PASSAGE FOR REVIEW:
Knowing the psychological impact of being orphaned, PaPo partnered in 2009 with Orphans International, a global agency which seeks to empower orphanages and schools for the poor around the world. He held and facilitated fundraisers in NYC for their sites in the Caribbean, supporting hundreds of children. In 2010, he partnered with XMental Inc, a restorative justice program run in conjunction with the New York Department of Probation, to hold fundraisers to acquire school supplies for children in the NYC shelter system.
But the heart of PaPo’s work has been the Capicu Cultural Showcase, which has served as a bulwark and platform against gentrification in Williamsburg, Brooklyn—a neighborhood with a rich history as the cradle of Nuyorican literature and Puerto Rican life, right across the East River from Loisaida. With ideological roots in Eddie Figueroa’s New Rican Village, and following the example of his poetry idol, Miguel Algarín, PaPo was responsible for the revival of a 1970’s-style poets’ corner. Capicu is a space where poets, comedians, visual artists, academics, neighborhood staples, and titeres from around the way and across the diaspora, can all come together, share work, be in community, organize, and dance in a shared environment, where everyone is equal, and where all are respected. In addition to serving as a place for community networking in a live setting, Capicu Culture and Sofrito For Your Soul leveraged the power of their own networks to create LatinoCommunity.info, an online resource for jobs specifically seeking bilingual Latino applicants.
In the spirit of community building, PaPo linked with poet Jani Rose to create La Sopa, a workshop for poets and performers to hone their skill in a safe space, as well as to learn valuable skills for personal marketing and finance. Together with partners George Torres and poet Rich Villar, La Sopa’s collective vision is to establish itself as a world class alternative educative institution, one in which activism and art are taught at a price that is reachable for the community it serves.
Juan has received citations for his community work from both the New York State Assembly (Citation of Merit, 2012 & 2016) and the New York City Council (Certificate of Recognition, 2013). He also received Comite Noviembre’s Lo Mejor De Nuestra Comunidad Award (2013), and the National Positive Impact Award from the Hispanicize conference (2014).
Since the late 1990’s, PaPo has been featured as a performer at venues across the city, including the Nuyorican Poets Cafe, the Cornelia Street Cafe, and La Marqueta Retoña. Recently, he participated in events on behalf of Oscar López Rivera as well as the Librotraficante movement, battling the book ban in Tucson, Arizona. PaPo is currently working on his first book, entitled The Book of #Swiggityism, which will include poetry and essays on his experience as part of the Afro-Latino diaspora.
Once upon a time, Juan Santiago was a young man without a voice. PaPo Swiggity went on to battle voicelessness. In his own right, he has become a major voice of the urban poet-activist generation, tuned in to the pulse of current trends in youth culture, art-for-change, and social justice projects in New York City. And he is one who has helped other poets, teachers, and organizers alike, find their voices as well.

RECORD EXTRACTS:
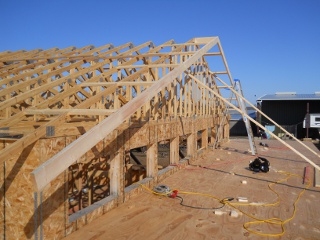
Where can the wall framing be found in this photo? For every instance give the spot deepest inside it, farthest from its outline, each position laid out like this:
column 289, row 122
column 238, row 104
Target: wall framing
column 83, row 110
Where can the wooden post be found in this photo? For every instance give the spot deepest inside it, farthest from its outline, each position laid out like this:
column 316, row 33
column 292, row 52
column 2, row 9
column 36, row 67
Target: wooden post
column 204, row 138
column 152, row 160
column 115, row 181
column 174, row 150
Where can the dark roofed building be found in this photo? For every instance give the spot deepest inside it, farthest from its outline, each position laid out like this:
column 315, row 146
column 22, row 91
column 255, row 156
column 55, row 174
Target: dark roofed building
column 289, row 109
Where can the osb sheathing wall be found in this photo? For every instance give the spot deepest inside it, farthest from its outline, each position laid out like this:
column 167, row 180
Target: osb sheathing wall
column 147, row 93
column 28, row 214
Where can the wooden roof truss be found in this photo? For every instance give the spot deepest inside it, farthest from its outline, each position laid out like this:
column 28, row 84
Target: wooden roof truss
column 102, row 87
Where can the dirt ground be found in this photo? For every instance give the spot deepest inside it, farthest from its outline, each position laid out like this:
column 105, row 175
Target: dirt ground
column 222, row 173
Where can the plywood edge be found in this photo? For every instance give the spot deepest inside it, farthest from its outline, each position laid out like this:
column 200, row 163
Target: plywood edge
column 316, row 177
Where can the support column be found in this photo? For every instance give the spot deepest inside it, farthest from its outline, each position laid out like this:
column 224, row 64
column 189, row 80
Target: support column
column 191, row 145
column 204, row 139
column 115, row 181
column 152, row 160
column 174, row 150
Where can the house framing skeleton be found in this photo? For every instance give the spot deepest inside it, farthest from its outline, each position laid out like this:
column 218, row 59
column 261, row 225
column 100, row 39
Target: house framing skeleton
column 79, row 126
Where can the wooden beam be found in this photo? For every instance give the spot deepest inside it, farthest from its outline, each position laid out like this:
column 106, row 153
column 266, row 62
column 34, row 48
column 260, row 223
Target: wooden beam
column 106, row 84
column 258, row 124
column 69, row 112
column 48, row 171
column 272, row 121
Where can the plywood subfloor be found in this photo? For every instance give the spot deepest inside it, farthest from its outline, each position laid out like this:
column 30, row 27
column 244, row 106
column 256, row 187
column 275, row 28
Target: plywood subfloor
column 148, row 216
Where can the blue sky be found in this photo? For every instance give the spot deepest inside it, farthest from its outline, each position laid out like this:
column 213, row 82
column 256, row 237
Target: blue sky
column 271, row 46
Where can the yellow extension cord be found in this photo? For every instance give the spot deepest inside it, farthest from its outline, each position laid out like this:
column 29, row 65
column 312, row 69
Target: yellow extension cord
column 274, row 221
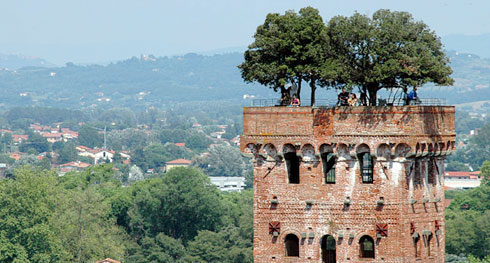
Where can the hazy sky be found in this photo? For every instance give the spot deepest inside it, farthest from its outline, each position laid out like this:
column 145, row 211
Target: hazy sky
column 103, row 30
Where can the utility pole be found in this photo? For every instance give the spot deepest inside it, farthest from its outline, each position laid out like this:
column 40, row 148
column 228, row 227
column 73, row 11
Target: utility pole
column 105, row 137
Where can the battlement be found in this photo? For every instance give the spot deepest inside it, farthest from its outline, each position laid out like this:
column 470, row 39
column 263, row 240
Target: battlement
column 329, row 181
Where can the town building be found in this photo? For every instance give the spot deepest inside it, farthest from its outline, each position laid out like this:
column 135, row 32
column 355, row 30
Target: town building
column 177, row 163
column 349, row 184
column 73, row 166
column 99, row 155
column 462, row 180
column 228, row 183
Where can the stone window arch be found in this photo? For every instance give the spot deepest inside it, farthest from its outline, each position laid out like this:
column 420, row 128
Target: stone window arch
column 270, row 150
column 328, row 247
column 328, row 162
column 343, row 151
column 427, row 241
column 292, row 163
column 366, row 247
column 308, row 152
column 401, row 150
column 365, row 163
column 291, row 244
column 383, row 152
column 416, row 245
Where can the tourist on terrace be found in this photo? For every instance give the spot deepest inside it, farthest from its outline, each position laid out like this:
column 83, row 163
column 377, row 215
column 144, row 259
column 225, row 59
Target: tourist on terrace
column 285, row 98
column 343, row 98
column 413, row 98
column 295, row 101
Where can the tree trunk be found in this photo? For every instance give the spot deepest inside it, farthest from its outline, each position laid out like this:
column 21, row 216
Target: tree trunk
column 373, row 90
column 313, row 89
column 299, row 89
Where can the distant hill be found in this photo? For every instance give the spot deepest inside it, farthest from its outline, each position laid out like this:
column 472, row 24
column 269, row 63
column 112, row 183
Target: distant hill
column 137, row 83
column 472, row 80
column 146, row 81
column 17, row 61
column 478, row 44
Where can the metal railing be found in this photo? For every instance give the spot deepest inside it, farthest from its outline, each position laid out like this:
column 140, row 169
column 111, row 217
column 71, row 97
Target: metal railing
column 333, row 103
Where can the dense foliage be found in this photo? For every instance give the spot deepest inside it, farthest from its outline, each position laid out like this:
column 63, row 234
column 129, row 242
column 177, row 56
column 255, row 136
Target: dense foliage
column 87, row 216
column 389, row 50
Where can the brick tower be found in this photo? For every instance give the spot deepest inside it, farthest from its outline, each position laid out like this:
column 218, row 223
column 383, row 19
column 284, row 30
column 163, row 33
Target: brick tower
column 348, row 184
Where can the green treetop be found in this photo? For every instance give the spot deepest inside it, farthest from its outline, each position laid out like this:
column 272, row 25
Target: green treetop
column 289, row 48
column 387, row 50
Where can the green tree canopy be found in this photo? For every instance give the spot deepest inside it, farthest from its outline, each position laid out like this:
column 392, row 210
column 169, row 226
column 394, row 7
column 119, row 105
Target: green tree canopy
column 178, row 205
column 90, row 137
column 389, row 50
column 289, row 48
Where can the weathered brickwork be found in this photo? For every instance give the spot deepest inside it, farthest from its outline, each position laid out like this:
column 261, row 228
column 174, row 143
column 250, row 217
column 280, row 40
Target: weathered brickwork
column 402, row 209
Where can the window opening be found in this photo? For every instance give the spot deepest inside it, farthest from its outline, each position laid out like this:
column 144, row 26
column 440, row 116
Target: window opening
column 328, row 249
column 432, row 171
column 292, row 163
column 416, row 246
column 328, row 161
column 428, row 239
column 366, row 245
column 291, row 243
column 366, row 164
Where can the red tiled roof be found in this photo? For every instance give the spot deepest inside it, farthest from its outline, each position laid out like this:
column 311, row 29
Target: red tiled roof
column 51, row 134
column 456, row 174
column 107, row 260
column 179, row 161
column 76, row 164
column 84, row 147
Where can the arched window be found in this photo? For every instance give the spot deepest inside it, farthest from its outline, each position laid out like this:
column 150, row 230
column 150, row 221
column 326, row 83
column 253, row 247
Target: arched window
column 416, row 247
column 328, row 249
column 291, row 243
column 366, row 247
column 366, row 166
column 365, row 163
column 292, row 163
column 427, row 239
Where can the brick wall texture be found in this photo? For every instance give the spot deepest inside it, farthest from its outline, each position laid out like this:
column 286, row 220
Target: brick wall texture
column 402, row 211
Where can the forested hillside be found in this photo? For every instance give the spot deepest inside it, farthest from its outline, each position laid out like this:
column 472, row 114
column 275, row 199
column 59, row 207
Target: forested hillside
column 150, row 81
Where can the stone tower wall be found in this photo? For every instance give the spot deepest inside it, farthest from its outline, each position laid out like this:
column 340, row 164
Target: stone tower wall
column 408, row 145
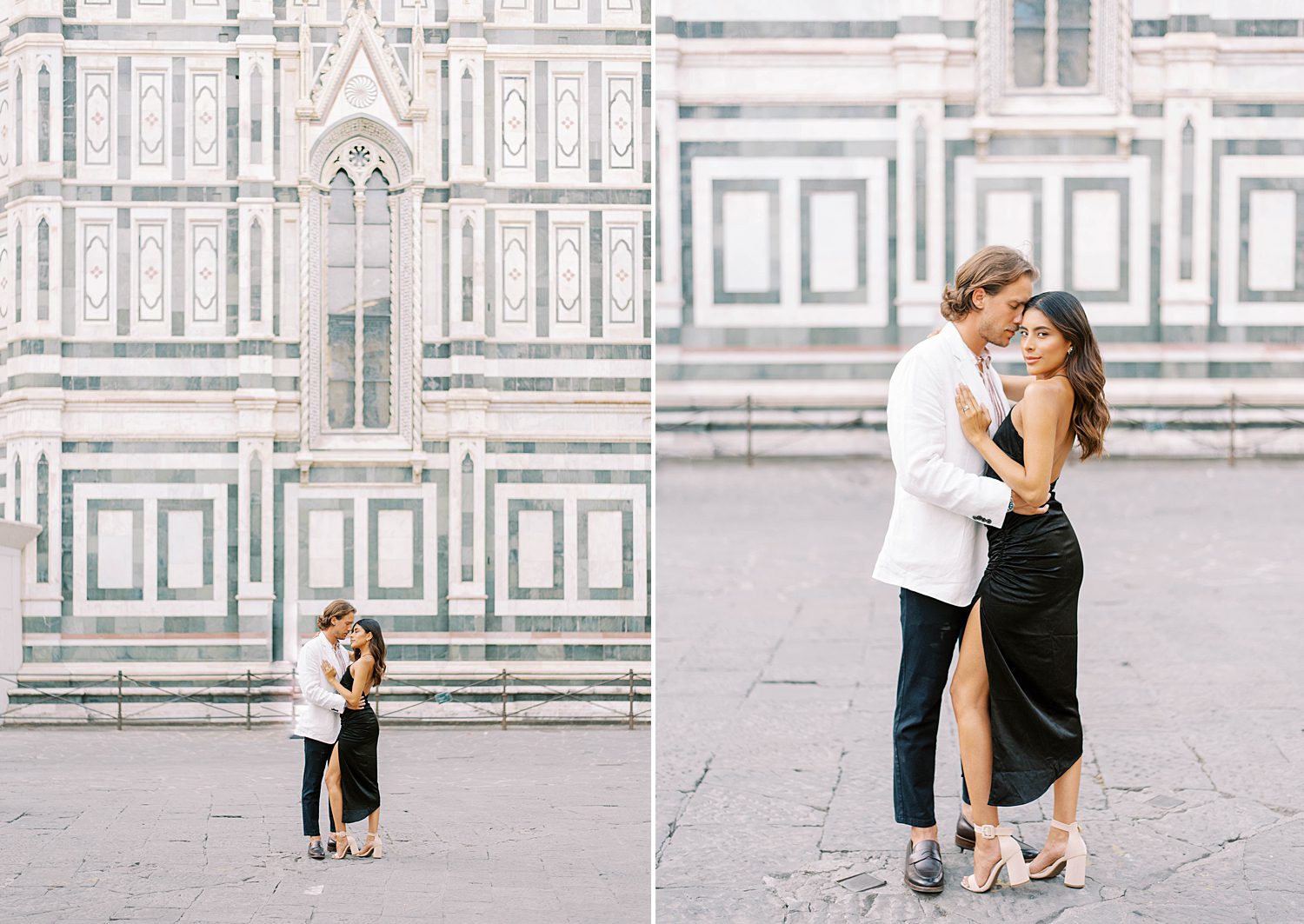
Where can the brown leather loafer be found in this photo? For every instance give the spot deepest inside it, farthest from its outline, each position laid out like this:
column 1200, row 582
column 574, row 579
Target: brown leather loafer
column 965, row 838
column 923, row 871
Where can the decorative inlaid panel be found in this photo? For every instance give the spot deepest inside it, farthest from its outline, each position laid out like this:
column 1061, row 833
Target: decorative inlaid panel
column 620, row 122
column 4, row 130
column 205, row 119
column 570, row 273
column 5, row 279
column 151, row 116
column 516, row 273
column 1272, row 232
column 203, row 271
column 96, row 252
column 621, row 274
column 98, row 120
column 516, row 122
column 150, row 270
column 568, row 122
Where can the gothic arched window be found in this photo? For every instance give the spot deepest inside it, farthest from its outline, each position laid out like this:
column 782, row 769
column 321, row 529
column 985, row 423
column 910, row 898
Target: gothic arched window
column 43, row 519
column 1063, row 57
column 256, row 116
column 1051, row 43
column 256, row 270
column 43, row 114
column 357, row 302
column 43, row 270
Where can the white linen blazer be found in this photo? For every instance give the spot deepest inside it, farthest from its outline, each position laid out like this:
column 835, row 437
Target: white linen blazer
column 318, row 715
column 936, row 542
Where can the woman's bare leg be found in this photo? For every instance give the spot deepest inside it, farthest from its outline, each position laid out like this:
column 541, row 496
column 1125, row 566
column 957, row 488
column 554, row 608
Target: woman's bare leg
column 969, row 699
column 336, row 793
column 1066, row 811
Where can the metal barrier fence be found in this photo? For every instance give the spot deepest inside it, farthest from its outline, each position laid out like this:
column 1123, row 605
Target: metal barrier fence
column 265, row 697
column 1228, row 428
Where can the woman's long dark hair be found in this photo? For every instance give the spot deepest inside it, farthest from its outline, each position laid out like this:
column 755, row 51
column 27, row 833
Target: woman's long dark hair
column 377, row 645
column 1084, row 367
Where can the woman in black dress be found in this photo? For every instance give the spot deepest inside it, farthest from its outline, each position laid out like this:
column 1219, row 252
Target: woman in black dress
column 351, row 778
column 1015, row 687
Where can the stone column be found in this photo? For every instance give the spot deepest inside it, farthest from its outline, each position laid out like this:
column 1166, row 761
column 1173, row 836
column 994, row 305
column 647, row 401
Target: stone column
column 15, row 537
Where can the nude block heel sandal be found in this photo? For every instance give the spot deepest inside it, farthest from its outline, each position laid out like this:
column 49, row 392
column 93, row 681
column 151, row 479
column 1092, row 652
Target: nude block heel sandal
column 1074, row 863
column 1011, row 859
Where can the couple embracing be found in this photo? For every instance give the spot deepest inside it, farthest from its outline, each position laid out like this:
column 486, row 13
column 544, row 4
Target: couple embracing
column 986, row 556
column 339, row 728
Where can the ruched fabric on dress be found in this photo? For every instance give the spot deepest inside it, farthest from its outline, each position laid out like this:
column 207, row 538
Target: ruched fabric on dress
column 1029, row 632
column 359, row 733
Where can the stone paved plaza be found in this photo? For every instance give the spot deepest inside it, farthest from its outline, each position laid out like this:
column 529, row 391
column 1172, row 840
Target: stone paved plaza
column 203, row 825
column 776, row 674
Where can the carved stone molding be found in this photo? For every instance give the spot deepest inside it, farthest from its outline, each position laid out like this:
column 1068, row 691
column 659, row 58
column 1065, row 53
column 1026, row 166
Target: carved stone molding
column 1108, row 88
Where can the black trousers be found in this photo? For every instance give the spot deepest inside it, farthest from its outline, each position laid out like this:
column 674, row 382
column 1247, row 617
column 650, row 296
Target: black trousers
column 316, row 757
column 930, row 631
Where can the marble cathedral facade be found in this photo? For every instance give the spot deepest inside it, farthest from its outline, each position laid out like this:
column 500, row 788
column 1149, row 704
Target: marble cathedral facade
column 339, row 299
column 823, row 177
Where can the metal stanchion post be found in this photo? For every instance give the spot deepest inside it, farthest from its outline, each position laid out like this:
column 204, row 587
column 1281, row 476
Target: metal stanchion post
column 1231, row 429
column 748, row 429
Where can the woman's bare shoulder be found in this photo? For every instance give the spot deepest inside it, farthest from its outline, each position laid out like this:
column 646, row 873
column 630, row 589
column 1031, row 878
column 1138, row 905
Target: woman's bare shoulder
column 1053, row 393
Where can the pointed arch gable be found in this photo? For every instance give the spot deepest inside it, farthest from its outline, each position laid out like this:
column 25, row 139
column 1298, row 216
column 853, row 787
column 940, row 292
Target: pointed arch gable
column 362, row 30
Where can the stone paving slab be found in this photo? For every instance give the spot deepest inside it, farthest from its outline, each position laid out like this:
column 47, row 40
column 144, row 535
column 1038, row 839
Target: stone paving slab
column 203, row 827
column 776, row 683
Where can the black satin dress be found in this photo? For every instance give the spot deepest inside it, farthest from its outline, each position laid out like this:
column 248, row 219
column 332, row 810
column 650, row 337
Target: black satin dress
column 359, row 733
column 1029, row 635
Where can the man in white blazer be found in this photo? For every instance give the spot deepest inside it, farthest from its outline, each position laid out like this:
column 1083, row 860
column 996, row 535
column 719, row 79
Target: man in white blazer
column 318, row 717
column 935, row 548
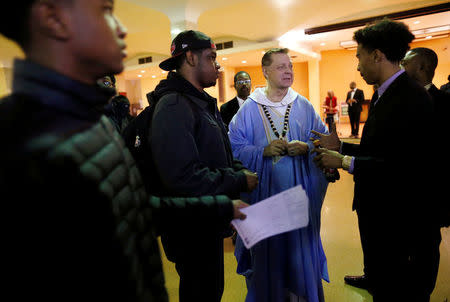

ASSIGNED TASK 1:
Which awards and citations does the profile of PaPo Swiggity say he received? List each one with the body that gave it and its year or years.
ASSIGNED TASK 2:
Repeat the part of the profile of PaPo Swiggity that opens with the words containing "Knowing the psychological" and closes with "NYC shelter system.".

WRITTEN REPLY 1:
- Citation of Merit, New York State Assembly (2012 & 2016)
- Certificate of Recognition, New York City Council (2013)
- Lo Mejor De Nuestra Comunidad Award, Comite Noviembre (2013)
- National Positive Impact Award, Hispanicize conference (2014)

WRITTEN REPLY 2:
Knowing the psychological impact of being orphaned, PaPo partnered in 2009 with Orphans International, a global agency which seeks to empower orphanages and schools for the poor around the world. He held and facilitated fundraisers in NYC for their sites in the Caribbean, supporting hundreds of children. In 2010, he partnered with XMental Inc, a restorative justice program run in conjunction with the New York Department of Probation, to hold fundraisers to acquire school supplies for children in the NYC shelter system.